- **Task item**
Which lines in the listing below contain "shirt"? Copy each of them.

- **Source information**

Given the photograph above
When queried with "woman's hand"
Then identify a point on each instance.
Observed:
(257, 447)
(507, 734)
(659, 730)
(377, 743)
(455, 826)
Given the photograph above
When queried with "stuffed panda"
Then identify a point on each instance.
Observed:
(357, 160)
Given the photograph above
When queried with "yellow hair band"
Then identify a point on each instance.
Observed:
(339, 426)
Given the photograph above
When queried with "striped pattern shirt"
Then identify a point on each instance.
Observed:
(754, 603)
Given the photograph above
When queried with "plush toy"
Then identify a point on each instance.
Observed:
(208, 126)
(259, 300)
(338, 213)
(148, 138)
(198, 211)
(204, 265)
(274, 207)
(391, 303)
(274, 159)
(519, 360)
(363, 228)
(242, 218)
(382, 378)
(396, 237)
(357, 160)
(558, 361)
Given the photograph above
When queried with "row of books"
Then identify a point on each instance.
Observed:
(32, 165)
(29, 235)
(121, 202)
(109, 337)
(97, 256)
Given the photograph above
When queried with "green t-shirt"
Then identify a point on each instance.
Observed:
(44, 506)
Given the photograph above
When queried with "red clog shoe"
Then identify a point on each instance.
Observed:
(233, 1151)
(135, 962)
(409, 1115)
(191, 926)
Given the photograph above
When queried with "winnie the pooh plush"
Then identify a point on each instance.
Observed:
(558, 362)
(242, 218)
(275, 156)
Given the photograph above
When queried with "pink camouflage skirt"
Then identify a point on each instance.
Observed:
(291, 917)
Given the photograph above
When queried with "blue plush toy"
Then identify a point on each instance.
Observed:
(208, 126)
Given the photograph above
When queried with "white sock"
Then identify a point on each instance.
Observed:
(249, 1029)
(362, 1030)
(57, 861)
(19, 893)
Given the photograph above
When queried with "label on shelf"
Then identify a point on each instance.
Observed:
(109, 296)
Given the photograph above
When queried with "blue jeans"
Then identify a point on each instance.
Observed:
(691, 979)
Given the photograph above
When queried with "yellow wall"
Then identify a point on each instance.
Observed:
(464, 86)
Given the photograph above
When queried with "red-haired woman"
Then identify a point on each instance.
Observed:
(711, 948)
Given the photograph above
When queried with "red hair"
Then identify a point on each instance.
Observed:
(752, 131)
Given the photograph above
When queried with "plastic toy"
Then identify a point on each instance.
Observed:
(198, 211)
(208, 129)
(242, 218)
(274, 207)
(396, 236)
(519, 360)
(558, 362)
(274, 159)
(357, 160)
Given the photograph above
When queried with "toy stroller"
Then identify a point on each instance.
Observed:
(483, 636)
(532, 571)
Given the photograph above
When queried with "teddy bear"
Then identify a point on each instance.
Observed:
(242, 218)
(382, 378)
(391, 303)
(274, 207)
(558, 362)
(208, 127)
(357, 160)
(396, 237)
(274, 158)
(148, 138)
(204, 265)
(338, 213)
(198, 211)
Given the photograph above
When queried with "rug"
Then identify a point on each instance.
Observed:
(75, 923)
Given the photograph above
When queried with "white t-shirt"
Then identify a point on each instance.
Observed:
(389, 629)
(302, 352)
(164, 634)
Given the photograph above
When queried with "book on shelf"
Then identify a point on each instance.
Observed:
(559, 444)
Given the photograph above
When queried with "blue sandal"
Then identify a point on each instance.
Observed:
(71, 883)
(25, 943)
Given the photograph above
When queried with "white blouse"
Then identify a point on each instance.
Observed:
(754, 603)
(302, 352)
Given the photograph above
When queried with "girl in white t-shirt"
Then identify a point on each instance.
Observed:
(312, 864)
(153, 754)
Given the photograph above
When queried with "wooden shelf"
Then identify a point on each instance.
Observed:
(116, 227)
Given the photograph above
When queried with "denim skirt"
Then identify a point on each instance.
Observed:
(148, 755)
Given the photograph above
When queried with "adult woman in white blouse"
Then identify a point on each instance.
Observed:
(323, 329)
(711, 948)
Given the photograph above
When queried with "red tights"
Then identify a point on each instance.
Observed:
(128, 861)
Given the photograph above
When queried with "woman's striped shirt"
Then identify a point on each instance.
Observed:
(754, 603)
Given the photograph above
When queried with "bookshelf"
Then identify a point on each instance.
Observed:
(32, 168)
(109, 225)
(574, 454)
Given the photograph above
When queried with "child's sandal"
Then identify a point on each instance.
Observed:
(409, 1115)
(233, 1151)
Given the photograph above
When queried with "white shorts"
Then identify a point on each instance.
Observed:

- **Answer box**
When queried with "striped pattern shirt"
When queried with "green t-shirt"
When queried with "white t-shirt"
When queried with "girl in white t-shirt"
When queried with "woman's striped shirt"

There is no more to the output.